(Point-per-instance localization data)
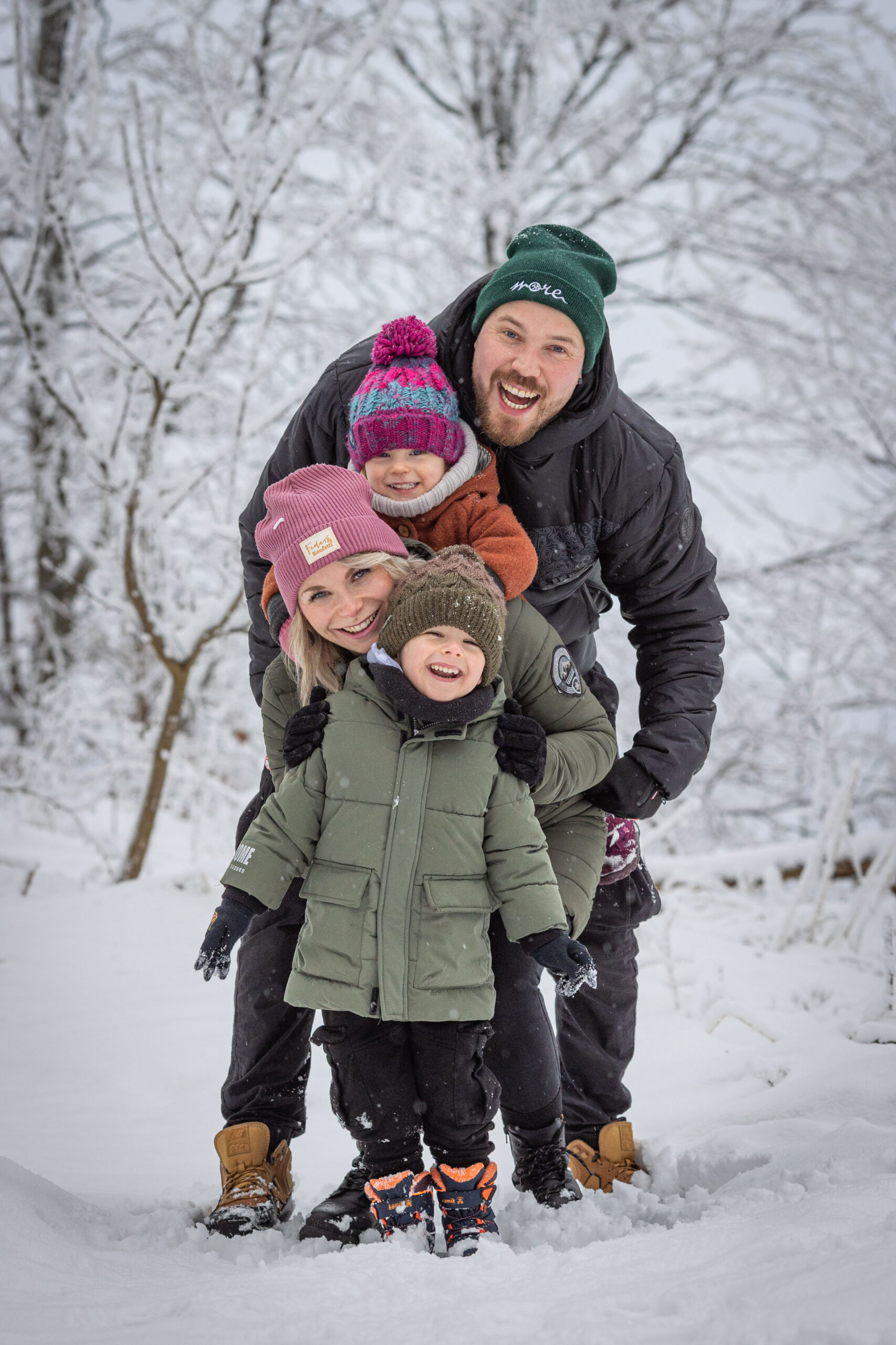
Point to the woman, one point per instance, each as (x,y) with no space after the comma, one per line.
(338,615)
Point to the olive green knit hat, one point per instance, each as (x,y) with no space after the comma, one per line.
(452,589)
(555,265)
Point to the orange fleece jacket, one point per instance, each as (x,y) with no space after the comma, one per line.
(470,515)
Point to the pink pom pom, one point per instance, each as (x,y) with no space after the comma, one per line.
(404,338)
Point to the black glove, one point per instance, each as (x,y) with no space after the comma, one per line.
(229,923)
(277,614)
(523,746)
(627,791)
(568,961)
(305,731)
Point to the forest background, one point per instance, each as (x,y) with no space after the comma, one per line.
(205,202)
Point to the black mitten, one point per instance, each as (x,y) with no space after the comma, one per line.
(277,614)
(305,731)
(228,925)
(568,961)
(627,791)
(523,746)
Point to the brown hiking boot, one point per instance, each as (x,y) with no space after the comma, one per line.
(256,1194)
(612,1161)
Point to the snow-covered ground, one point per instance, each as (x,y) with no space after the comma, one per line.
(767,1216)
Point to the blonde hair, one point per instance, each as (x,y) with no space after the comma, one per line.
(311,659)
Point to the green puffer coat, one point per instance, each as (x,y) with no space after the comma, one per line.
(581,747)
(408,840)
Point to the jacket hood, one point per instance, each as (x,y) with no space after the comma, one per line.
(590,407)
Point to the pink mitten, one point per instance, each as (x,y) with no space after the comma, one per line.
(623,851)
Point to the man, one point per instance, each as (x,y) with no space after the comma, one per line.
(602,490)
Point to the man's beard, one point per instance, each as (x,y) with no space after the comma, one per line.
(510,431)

WHAT YOU NEED TO DO:
Would you please write out the entries in full, exactly as they read, but without pictures?

EXPECTED ANSWER:
Point to the woman, one point per instance, each as (x,y) with no space after the comma, one per line.
(338,615)
Point to the olive green knit hat, one point per instance, each as (x,y) with no space after the comma, one per line.
(452,589)
(555,265)
Point to the orange fleece jacket, one point per instance, each as (x,y) with no space after the comma, one per line.
(470,515)
Point to the pink pom pom, one point per instance, each as (x,y) with no space after the comma, one per line.
(404,338)
Point to the black glove, one point per instance, each as (x,y) with no space after the comma, one per line.
(229,923)
(277,614)
(523,746)
(627,791)
(568,961)
(305,731)
Point to the forest background, one point per instance, each as (x,y) with no space after the comma, one per line.
(205,202)
Point to the black mitten, one point per instance, each as (x,y) with no space after the comma, one per line.
(277,614)
(305,731)
(228,925)
(568,961)
(627,791)
(523,746)
Point to the brown hiking boot, one point per instance, each as (x,y) with no space after the comma, one per line.
(256,1194)
(612,1161)
Point to the snow-covered ground, one point per instance, each as (x,y) with no space after the comma, one per line.
(767,1216)
Point to the blonde hair, one point per instance, each as (x,y) with no space after the comma, one per line.
(311,659)
Point to the green puffer coat, one point per instance, each as (x,y) with no space after the comma, one per line.
(581,747)
(408,840)
Point to the jacket hood, one point per instance, each as (x,y) with no space after the comma, one per line.
(590,407)
Point to the pink mitten, one point per instance, each as (x,y) with no space after the comma, one per line.
(623,851)
Point to the man, one point per instance, each as (x,y) with no space after the comma, one per line.
(602,490)
Point to the man's beard, one point per instance, each as (x,y) with no space after the comma, one per line.
(510,431)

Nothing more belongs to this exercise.